* Problem A *
Decide whether each statement below agrees with the passage on Dr. Muro's delivery research. Answer yes or no for each and quote the deciding words of the passage.
(i) Sub-microscopic spheres worked better for delivery to lysosomes.
(ii) The work appeared on the cover of Molecular Therapy in 2010.
(iii) Capillaries are described as the large blood vessels that carry blood away from organs.
* Problem B *
Repeat the part of the passage on Dr. Muro's delivery research between "Recently, Dr. Muro" and "Therapy in 2008.", inclusive.

* Given text *

Recently, Dr. Muro has found that the size and shape of the particles for these targeted therapeutics plays an important role in the effectiveness of delivery. In addition to lysosomes, another cellular compartment----the endosome----is also of interest in targeted therapeutics. Dr. Muro's team found that an oblong shape of microscopic dimensions proved most effective for delivery to endosomal compartments, while sub-microscopic spheres were more efficient for lysosomal delivery. This work was featured on the cover of the journal of Molecular Therapy in 2008.

Now Dr. Muro is also exploring the ability of these delivery methods to cross the blood-brain barrier. This research is based on an understanding and utilization of the normal mechanisms by which substances are transported from the circulation into the cells of target organs. Much of this transport takes place in capillaries: the finely branched blood vessels that connect tissues to the blood supply.

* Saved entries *
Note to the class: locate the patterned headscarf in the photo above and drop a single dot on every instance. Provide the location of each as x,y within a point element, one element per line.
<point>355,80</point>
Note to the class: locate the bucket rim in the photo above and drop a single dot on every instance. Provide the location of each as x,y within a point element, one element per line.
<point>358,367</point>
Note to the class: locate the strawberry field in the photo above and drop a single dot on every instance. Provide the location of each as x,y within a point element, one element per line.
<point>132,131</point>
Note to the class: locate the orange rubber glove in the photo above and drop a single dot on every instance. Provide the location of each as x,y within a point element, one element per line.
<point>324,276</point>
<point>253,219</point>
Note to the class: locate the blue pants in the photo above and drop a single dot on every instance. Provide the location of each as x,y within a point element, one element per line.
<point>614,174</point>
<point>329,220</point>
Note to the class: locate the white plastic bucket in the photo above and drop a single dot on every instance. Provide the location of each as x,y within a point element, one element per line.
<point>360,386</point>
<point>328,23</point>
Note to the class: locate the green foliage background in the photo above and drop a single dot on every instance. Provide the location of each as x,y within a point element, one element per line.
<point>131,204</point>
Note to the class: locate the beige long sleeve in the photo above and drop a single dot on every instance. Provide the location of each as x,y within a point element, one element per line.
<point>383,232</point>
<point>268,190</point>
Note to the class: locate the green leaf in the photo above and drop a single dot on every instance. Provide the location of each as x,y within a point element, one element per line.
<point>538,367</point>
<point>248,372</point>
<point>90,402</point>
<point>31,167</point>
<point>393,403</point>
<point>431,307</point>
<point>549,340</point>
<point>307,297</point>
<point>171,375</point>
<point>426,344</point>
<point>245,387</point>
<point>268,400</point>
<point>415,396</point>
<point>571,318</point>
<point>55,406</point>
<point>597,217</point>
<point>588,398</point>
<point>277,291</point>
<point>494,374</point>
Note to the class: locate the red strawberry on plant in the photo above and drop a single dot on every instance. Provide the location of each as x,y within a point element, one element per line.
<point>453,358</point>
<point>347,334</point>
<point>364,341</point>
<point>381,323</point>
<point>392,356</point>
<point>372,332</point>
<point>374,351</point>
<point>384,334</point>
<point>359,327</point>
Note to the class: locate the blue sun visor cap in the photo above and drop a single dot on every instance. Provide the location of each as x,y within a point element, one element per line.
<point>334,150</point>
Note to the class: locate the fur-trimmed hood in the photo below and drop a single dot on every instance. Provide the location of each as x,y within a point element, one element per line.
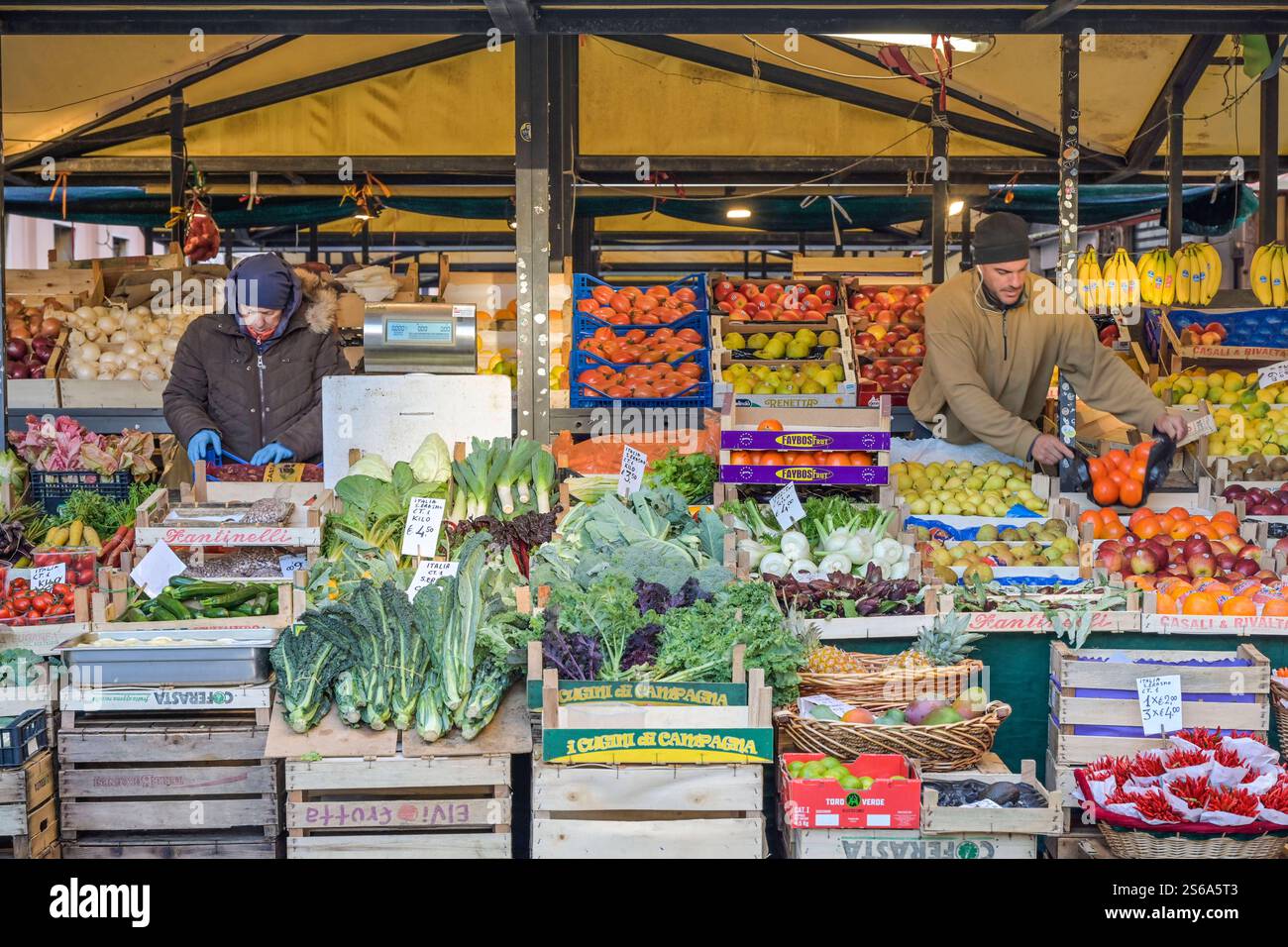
<point>321,299</point>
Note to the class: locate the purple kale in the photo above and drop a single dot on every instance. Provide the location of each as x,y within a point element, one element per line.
<point>640,647</point>
<point>576,656</point>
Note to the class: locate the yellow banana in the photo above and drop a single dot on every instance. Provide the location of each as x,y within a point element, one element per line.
<point>1279,277</point>
<point>1168,294</point>
<point>1184,279</point>
<point>1258,274</point>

* Solution A *
(i) Yes: "sub-microscopic spheres were more efficient for lysosomal delivery"
(ii) No: "This work was featured on the cover of the journal of Molecular Therapy in 2008."
(iii) No: "the finely branched blood vessels that connect tissues to the blood supply"

* Solution B *
Recently, Dr. Muro has found that the size and shape of the particles for these targeted therapeutics plays an important role in the effectiveness of delivery. In addition to lysosomes, another cellular compartment----the endosome----is also of interest in targeted therapeutics. Dr. Muro's team found that an oblong shape of microscopic dimensions proved most effective for delivery to endosomal compartments, while sub-microscopic spheres were more efficient for lysosomal delivery. This work was featured on the cover of the journal of Molecular Therapy in 2008.